-- INSTRUCTIONS TO FOLLOW --
Go through the material below and copy each line exactly.

-- GIVEN RECORDS --

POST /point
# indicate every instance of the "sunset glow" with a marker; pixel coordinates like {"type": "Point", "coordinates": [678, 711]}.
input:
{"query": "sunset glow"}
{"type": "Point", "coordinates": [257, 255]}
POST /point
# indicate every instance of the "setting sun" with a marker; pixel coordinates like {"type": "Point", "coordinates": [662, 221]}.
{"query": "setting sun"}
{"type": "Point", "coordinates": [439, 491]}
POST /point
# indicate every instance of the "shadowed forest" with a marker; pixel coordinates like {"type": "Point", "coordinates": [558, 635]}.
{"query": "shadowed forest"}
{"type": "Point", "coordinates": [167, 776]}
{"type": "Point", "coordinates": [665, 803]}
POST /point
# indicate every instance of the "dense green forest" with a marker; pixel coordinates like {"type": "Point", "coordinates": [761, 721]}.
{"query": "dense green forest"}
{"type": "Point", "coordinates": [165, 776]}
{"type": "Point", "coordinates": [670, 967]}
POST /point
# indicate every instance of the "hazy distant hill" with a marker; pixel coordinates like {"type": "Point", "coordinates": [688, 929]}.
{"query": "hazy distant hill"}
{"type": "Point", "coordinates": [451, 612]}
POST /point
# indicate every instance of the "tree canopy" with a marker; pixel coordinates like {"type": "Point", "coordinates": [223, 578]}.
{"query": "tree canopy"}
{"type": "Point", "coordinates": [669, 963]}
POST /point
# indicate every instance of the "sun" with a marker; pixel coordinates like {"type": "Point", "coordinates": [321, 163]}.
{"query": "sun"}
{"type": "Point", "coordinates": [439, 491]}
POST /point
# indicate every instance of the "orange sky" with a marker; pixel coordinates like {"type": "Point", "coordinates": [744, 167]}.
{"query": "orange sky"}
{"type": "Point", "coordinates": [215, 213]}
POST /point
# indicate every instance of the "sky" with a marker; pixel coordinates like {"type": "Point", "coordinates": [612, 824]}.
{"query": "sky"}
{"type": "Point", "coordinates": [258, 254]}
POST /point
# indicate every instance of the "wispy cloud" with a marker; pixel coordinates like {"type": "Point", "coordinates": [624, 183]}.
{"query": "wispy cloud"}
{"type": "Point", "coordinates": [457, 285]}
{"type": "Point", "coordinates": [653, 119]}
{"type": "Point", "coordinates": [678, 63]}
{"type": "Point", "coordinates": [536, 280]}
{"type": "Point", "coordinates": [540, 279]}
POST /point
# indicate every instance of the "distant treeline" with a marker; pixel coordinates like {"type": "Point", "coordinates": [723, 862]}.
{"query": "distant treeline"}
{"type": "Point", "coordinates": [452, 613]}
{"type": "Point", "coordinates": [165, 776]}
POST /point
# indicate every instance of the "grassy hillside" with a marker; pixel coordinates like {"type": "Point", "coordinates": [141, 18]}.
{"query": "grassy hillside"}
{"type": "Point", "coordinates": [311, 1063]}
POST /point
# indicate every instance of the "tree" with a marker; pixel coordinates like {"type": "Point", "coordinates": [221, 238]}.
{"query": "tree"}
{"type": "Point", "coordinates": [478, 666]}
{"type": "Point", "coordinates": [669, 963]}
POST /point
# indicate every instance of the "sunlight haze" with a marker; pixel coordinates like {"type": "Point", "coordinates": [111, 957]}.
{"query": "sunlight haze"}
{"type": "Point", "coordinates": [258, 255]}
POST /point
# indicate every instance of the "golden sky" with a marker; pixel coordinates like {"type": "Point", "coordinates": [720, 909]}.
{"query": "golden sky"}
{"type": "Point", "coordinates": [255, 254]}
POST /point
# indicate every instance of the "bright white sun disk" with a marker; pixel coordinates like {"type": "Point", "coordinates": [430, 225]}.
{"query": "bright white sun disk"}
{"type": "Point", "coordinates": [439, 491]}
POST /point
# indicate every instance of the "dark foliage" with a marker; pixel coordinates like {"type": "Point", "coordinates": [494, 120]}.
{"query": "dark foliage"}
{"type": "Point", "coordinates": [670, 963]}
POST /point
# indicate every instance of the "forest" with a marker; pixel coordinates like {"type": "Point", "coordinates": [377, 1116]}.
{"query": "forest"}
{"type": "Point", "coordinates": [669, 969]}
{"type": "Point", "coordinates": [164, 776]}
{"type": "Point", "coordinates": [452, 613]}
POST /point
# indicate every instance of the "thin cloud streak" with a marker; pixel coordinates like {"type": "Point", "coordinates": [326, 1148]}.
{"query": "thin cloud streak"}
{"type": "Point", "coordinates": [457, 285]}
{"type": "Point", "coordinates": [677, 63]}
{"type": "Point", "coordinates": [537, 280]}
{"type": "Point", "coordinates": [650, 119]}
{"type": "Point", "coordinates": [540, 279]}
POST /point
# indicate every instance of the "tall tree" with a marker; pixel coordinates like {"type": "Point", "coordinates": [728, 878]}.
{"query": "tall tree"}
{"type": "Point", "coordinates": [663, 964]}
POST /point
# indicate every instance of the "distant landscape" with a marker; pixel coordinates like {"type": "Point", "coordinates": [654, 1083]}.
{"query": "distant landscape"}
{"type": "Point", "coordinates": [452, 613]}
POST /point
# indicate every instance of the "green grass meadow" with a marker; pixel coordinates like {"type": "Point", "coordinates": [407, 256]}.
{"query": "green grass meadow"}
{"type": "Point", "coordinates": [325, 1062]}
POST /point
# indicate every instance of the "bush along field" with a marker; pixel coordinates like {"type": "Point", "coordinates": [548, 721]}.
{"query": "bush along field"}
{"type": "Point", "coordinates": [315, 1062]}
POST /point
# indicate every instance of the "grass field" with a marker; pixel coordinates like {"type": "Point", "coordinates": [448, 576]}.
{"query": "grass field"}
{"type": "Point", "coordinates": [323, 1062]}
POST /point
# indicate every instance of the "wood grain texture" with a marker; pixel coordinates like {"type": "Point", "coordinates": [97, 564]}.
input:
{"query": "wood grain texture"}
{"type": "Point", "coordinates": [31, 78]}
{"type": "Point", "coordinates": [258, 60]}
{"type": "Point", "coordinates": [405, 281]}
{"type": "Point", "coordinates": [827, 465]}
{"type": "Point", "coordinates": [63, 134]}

-- PROBLEM SOLUTION --
POST /point
# indicate every instance of the "sunset glow" with a marker; pixel coordinates like {"type": "Point", "coordinates": [678, 711]}.
input:
{"query": "sunset glow"}
{"type": "Point", "coordinates": [257, 255]}
POST /point
# indicate every instance of the "setting sun" with a marker; pixel coordinates like {"type": "Point", "coordinates": [662, 221]}.
{"query": "setting sun"}
{"type": "Point", "coordinates": [439, 491]}
POST /point
# indicate every instance of the "shadowed forest" with a marker; pixel coordinates like {"type": "Point", "coordinates": [558, 635]}.
{"query": "shadowed forest"}
{"type": "Point", "coordinates": [167, 776]}
{"type": "Point", "coordinates": [665, 803]}
POST /point
# indicate every instance of the "dense green forest" with a marker; pixel coordinates like {"type": "Point", "coordinates": [761, 721]}.
{"query": "dense green forest"}
{"type": "Point", "coordinates": [165, 776]}
{"type": "Point", "coordinates": [670, 967]}
POST /point
# indicate every instance of the "hazy distant hill" with a marker; pixel coordinates like {"type": "Point", "coordinates": [688, 929]}.
{"query": "hazy distant hill"}
{"type": "Point", "coordinates": [451, 612]}
POST /point
# indicate every instance of the "tree canopy" with a marker; pixel coordinates like {"type": "Point", "coordinates": [223, 578]}.
{"query": "tree canopy"}
{"type": "Point", "coordinates": [669, 963]}
POST /point
# indicate every instance of the "sun" with a marker; pixel coordinates like {"type": "Point", "coordinates": [321, 163]}.
{"query": "sun"}
{"type": "Point", "coordinates": [439, 491]}
POST /point
# indicate every instance of the "orange sky" with a marker; pixel coordinates like {"type": "Point", "coordinates": [744, 167]}.
{"query": "orange sky"}
{"type": "Point", "coordinates": [215, 213]}
POST /point
# indicate every instance of the "sky" with a marker; pixel coordinates like {"type": "Point", "coordinates": [612, 824]}.
{"query": "sky"}
{"type": "Point", "coordinates": [258, 254]}
POST /point
# indicate every instance of the "wispy cloud" with a marker; pixel coordinates like {"type": "Point", "coordinates": [624, 183]}.
{"query": "wispy cloud"}
{"type": "Point", "coordinates": [457, 285]}
{"type": "Point", "coordinates": [653, 119]}
{"type": "Point", "coordinates": [678, 63]}
{"type": "Point", "coordinates": [536, 280]}
{"type": "Point", "coordinates": [540, 279]}
POST /point
# indicate every instance of the "distant treeline" with a marker; pixel coordinates like {"type": "Point", "coordinates": [723, 862]}.
{"query": "distant treeline"}
{"type": "Point", "coordinates": [452, 613]}
{"type": "Point", "coordinates": [165, 776]}
POST /point
# indicate every instance of the "grassy hillside" with a marker; pixel coordinates like {"type": "Point", "coordinates": [141, 18]}.
{"query": "grassy hillside"}
{"type": "Point", "coordinates": [311, 1063]}
POST /point
# indicate every instance of the "tree" with a marker; pixel coordinates like {"type": "Point", "coordinates": [221, 238]}.
{"query": "tree"}
{"type": "Point", "coordinates": [478, 666]}
{"type": "Point", "coordinates": [669, 963]}
POST /point
# indicate every instance of the "sunlight haze" with a marker; pixel coordinates like {"type": "Point", "coordinates": [111, 957]}.
{"query": "sunlight haze"}
{"type": "Point", "coordinates": [258, 255]}
POST /point
# indicate every instance of the "golden sky" with a marker; pixel coordinates like {"type": "Point", "coordinates": [720, 909]}.
{"query": "golden sky"}
{"type": "Point", "coordinates": [255, 254]}
POST /point
# indicate every instance of the "bright white sun disk" with a marker; pixel coordinates like {"type": "Point", "coordinates": [430, 225]}.
{"query": "bright white sun disk"}
{"type": "Point", "coordinates": [439, 491]}
POST /point
# indicate every instance of the "dark foliage" with a marker; pixel coordinates like {"type": "Point", "coordinates": [494, 120]}.
{"query": "dark foliage"}
{"type": "Point", "coordinates": [670, 963]}
POST /point
# indicate every instance of the "forest" with a marker; pixel coordinates like {"type": "Point", "coordinates": [377, 1116]}.
{"query": "forest"}
{"type": "Point", "coordinates": [669, 969]}
{"type": "Point", "coordinates": [164, 776]}
{"type": "Point", "coordinates": [452, 613]}
POST /point
# indicate every instance of the "thin cloud streak" with a marker; pixel coordinates like {"type": "Point", "coordinates": [326, 1148]}.
{"query": "thin cloud streak"}
{"type": "Point", "coordinates": [457, 285]}
{"type": "Point", "coordinates": [677, 63]}
{"type": "Point", "coordinates": [537, 280]}
{"type": "Point", "coordinates": [650, 119]}
{"type": "Point", "coordinates": [540, 279]}
POST /point
# indicate every instance of the "tall tree" with a marker; pixel coordinates like {"type": "Point", "coordinates": [728, 878]}.
{"query": "tall tree"}
{"type": "Point", "coordinates": [663, 964]}
POST /point
# indicate every instance of the "distant landscape" with a marker; pixel coordinates like {"type": "Point", "coordinates": [654, 1083]}.
{"query": "distant landscape"}
{"type": "Point", "coordinates": [452, 613]}
POST /point
# indicate every instance of the "green grass meadow" with a marker; pixel coordinates like {"type": "Point", "coordinates": [407, 256]}.
{"query": "green grass meadow"}
{"type": "Point", "coordinates": [325, 1062]}
POST /point
# indicate every instance of the "bush along field" with a marker; pixel coordinates like {"type": "Point", "coordinates": [548, 721]}.
{"query": "bush along field"}
{"type": "Point", "coordinates": [315, 1062]}
POST /point
# indicate every instance of the "grass field" with a marker; pixel coordinates like {"type": "Point", "coordinates": [448, 576]}.
{"query": "grass field"}
{"type": "Point", "coordinates": [323, 1062]}
POST /point
# indicate every instance of the "wood grain texture" with a marker; pixel coordinates like {"type": "Point", "coordinates": [97, 564]}.
input:
{"query": "wood grain texture"}
{"type": "Point", "coordinates": [31, 78]}
{"type": "Point", "coordinates": [258, 60]}
{"type": "Point", "coordinates": [405, 281]}
{"type": "Point", "coordinates": [827, 465]}
{"type": "Point", "coordinates": [63, 134]}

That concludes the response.